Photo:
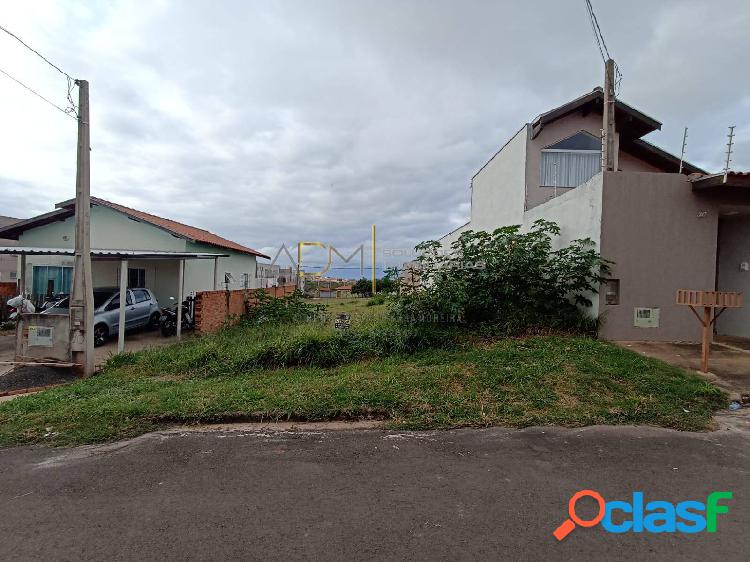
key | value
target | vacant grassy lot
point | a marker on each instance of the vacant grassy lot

..........

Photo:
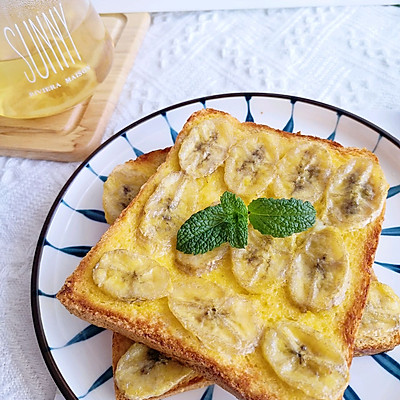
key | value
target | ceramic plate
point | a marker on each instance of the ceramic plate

..........

Task statement » Report each line from the items above that contains the string "point". Case counts, so list only lines where it appears with that same capitalization.

Result for this task »
point | a marker on each instance of the vacant grassy lot
point | a marker on each instance of the ceramic plate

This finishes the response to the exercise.